_Required work_
**1.** Reproduce the commentary on Obama's first cabinet meeting word for word, starting at "April 20, 2009." and ending at "by buying office supplies in bulk.".
**2.** According to the commentary on Obama's first cabinet meeting, what savings target did the President give his cabinet?
**3.** Summarize the commentary on Obama's first cabinet meeting in two sentences.

Dan Kennedy

April 20, 2009. That was when President Obama held his first photo-op cabinet meeting, noisily giving them their marching orders: find ways to save $100-million in 100 days. And then he proudly told all of us that the head of Homeland Security, Janet Napolitano, had discovered opportunity for substantial savings in her department by buying office supplies in bulk.

I double-checked; I had not accidentally tuned into the Obama impersonator on Saturday Night Live. This was the real President, live, carried on several cable networks. I was watching Fox Business. And I’m sure everyone in its audience was feverishly scribbling notes and hastily calling their own high-level meetings to discuss this amazing revelation.

Forget the fact that, at this point, having spent trillions faster the average teenager can Twitter the latest breaking news about Miley Cyrus, saving $100-million is roughly equal to you or I figuring out how to save ten bucks this month. Forget the fact that while Janet has been devoting her attention to this bit of rocket science, her home state of Arizona is overrun with cross-border crime, kidnappings and violence, and, apparently our homeland security is being mortally threatened by all those returning veterans who might be right-wing extremists, so she might have bigger fish to fry. Forget whatever worries you might have about your job or business or retirement savings. All is well now that we’ve discovered the miracle of buying office supplies in bulk.

I defy anyone who claims the media is not in the tank for Obama, desperately protecting Obama, trying with all its might to mask this President’s painful, shocking stupidity, to answer me this: had President Bush convened the cameras to tell the nation of this same discovery, how would the news media and the late-night comics have treated him? Had Governor Palin made this suggestion for demonstrating new commitment to fiscal responsibility in Washington, how would she have been treated?

Stored data:
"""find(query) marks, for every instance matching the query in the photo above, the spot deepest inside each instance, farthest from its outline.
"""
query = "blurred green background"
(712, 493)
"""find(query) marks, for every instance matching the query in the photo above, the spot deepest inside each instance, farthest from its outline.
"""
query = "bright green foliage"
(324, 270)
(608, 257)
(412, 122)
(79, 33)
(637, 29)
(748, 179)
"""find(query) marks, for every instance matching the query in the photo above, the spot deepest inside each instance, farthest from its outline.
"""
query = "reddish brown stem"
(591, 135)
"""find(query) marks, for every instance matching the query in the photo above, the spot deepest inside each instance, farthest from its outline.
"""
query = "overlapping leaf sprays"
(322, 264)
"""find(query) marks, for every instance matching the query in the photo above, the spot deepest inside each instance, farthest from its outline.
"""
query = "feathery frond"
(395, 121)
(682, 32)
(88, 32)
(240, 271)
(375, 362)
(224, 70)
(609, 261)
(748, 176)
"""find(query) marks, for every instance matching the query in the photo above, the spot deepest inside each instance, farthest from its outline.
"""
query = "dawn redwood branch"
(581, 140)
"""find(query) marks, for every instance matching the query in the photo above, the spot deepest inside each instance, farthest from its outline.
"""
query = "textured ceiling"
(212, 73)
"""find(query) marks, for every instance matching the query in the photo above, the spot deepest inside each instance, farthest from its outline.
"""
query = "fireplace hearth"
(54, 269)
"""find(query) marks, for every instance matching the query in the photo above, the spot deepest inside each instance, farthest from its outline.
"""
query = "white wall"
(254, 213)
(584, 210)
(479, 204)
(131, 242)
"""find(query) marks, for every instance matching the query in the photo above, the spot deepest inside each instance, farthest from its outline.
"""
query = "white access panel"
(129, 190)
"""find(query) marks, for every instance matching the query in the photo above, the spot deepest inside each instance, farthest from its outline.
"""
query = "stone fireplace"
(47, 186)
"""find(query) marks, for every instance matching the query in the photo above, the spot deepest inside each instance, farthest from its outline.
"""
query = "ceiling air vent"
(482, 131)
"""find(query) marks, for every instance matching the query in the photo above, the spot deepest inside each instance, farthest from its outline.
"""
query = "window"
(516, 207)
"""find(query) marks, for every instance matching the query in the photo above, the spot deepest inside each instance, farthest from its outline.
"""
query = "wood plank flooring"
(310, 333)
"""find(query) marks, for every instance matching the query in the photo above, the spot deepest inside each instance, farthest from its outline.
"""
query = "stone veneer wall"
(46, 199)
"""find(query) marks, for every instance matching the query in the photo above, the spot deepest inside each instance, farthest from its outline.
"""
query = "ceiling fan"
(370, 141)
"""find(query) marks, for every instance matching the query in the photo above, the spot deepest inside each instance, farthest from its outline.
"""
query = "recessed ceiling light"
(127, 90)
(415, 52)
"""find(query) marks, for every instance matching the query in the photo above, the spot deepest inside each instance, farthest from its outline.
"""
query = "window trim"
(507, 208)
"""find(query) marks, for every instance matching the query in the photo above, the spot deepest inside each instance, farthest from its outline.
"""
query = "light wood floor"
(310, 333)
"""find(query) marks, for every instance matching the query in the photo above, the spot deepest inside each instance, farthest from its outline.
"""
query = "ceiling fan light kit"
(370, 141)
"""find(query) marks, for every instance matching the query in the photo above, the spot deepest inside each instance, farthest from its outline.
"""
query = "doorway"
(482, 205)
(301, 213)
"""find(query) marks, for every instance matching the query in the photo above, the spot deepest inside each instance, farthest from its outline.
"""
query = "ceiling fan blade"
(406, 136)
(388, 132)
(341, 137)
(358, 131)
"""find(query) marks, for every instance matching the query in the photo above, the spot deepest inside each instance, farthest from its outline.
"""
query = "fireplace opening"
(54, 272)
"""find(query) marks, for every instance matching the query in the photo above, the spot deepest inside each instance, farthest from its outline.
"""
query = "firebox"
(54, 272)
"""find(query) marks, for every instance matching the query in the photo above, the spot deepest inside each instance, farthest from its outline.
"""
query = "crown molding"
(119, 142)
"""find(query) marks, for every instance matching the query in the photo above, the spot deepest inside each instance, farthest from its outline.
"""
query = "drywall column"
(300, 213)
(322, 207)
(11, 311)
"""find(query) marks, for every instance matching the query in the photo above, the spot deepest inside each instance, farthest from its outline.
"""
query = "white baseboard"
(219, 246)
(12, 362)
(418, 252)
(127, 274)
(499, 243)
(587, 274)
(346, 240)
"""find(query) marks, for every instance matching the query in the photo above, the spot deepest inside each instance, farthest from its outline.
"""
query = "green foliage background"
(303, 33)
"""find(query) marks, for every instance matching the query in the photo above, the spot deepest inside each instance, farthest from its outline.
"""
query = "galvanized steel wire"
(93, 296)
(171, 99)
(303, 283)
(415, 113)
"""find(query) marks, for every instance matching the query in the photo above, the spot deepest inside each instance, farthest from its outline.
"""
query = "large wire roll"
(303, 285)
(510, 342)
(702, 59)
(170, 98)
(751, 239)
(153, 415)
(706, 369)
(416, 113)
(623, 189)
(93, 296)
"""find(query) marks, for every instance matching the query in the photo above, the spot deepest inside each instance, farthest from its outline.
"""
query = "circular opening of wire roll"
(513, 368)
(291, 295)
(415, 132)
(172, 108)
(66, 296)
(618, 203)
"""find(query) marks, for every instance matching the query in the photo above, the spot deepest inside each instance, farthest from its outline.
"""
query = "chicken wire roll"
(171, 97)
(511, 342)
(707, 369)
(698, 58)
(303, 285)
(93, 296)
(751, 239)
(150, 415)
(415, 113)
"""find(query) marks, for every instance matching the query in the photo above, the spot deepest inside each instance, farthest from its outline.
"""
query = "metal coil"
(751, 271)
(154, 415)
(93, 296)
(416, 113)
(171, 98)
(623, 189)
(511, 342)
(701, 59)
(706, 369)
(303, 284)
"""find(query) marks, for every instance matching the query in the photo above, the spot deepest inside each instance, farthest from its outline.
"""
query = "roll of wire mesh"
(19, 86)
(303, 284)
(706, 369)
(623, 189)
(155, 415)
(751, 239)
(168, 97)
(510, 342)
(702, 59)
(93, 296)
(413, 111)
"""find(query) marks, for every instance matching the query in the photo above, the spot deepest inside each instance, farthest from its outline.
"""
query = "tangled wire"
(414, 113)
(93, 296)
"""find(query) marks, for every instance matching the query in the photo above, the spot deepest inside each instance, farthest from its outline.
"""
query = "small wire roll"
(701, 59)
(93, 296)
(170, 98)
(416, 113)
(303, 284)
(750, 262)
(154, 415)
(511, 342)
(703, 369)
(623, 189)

_Task-by-task results_
**1.**
April 20, 2009. That was when President Obama held his first photo-op cabinet meeting, noisily giving them their marching orders: find ways to save $100-million in 100 days. And then he proudly told all of us that the head of Homeland Security, Janet Napolitano, had discovered opportunity for substantial savings in her department by buying office supplies in bulk.

**2.** Find ways to save $100-million in 100 days.

**3.** At his first photo-op cabinet meeting on April 20, 2009, President Obama told his cabinet to find $100-million in savings in 100 days and proudly reported that Janet Napolitano had found substantial savings at Homeland Security by buying office supplies in bulk. The writer compares that sum to an ordinary person saving ten bucks a month, says Napolitano has bigger problems such as crime and violence in Arizona, and asks how the media and late-night comics would have treated President Bush or Governor Palin for the same announcement.